**Task requirements:** Within the data below, count the lines that include the word "rough". Provide the number and nothing further.

Stored data
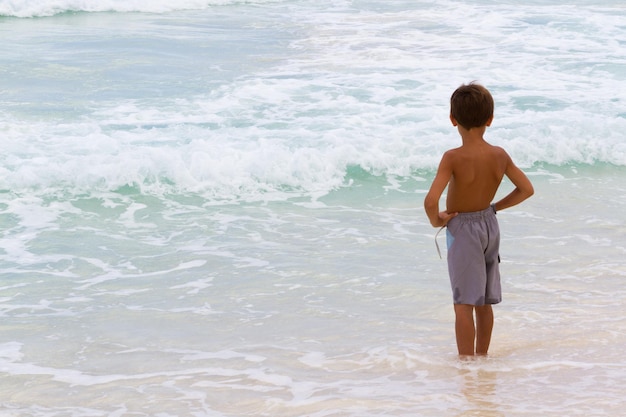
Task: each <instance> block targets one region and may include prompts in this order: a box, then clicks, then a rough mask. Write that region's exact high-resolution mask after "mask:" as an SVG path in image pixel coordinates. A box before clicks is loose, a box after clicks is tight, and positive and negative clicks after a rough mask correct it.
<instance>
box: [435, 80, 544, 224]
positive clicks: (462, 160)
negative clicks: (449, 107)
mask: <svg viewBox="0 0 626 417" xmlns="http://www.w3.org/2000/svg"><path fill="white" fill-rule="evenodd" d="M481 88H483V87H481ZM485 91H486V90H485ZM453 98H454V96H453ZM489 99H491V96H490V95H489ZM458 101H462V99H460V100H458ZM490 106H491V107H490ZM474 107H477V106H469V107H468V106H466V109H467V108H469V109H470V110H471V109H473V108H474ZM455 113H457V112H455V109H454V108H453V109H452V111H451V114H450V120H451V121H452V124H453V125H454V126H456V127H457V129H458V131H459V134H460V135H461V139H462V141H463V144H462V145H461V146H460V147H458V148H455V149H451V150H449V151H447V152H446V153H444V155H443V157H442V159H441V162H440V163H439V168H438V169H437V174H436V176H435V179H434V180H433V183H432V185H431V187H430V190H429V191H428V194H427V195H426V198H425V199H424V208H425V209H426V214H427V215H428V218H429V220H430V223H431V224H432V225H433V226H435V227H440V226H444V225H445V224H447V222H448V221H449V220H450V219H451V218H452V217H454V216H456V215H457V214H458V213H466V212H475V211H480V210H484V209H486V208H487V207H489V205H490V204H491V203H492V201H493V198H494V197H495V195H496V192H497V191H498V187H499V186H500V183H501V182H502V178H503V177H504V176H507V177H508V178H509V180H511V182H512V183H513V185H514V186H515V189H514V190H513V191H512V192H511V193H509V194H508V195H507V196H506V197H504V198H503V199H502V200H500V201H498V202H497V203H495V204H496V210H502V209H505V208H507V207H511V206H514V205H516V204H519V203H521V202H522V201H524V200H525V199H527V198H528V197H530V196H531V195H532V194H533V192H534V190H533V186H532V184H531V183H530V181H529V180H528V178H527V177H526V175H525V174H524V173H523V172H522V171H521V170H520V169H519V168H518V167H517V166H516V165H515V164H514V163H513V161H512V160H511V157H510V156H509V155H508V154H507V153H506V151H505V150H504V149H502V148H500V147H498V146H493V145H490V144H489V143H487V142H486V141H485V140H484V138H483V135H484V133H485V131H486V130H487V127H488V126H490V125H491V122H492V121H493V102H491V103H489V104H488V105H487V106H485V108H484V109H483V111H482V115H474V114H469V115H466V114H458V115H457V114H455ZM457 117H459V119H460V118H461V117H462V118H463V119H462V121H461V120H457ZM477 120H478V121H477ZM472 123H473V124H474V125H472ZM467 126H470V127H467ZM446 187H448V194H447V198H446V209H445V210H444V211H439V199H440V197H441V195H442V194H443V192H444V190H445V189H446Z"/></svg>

...

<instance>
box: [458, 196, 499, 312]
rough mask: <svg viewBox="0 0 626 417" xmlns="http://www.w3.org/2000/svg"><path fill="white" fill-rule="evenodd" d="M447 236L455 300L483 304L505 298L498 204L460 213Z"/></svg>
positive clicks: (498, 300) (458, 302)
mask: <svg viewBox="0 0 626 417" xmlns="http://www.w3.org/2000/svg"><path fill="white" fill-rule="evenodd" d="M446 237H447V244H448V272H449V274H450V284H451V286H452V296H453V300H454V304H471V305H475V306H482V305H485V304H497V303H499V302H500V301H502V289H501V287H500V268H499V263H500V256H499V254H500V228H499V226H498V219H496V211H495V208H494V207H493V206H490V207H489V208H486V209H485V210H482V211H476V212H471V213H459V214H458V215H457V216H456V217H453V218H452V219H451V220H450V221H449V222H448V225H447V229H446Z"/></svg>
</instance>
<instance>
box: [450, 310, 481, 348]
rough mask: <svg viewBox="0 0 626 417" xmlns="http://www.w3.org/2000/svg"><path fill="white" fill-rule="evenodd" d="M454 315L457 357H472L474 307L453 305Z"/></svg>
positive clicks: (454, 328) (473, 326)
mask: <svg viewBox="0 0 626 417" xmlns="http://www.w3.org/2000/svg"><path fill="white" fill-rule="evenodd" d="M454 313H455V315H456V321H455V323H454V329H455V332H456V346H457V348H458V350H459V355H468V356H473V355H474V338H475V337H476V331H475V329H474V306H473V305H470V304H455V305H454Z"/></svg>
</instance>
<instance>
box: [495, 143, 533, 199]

**Written answer:** 3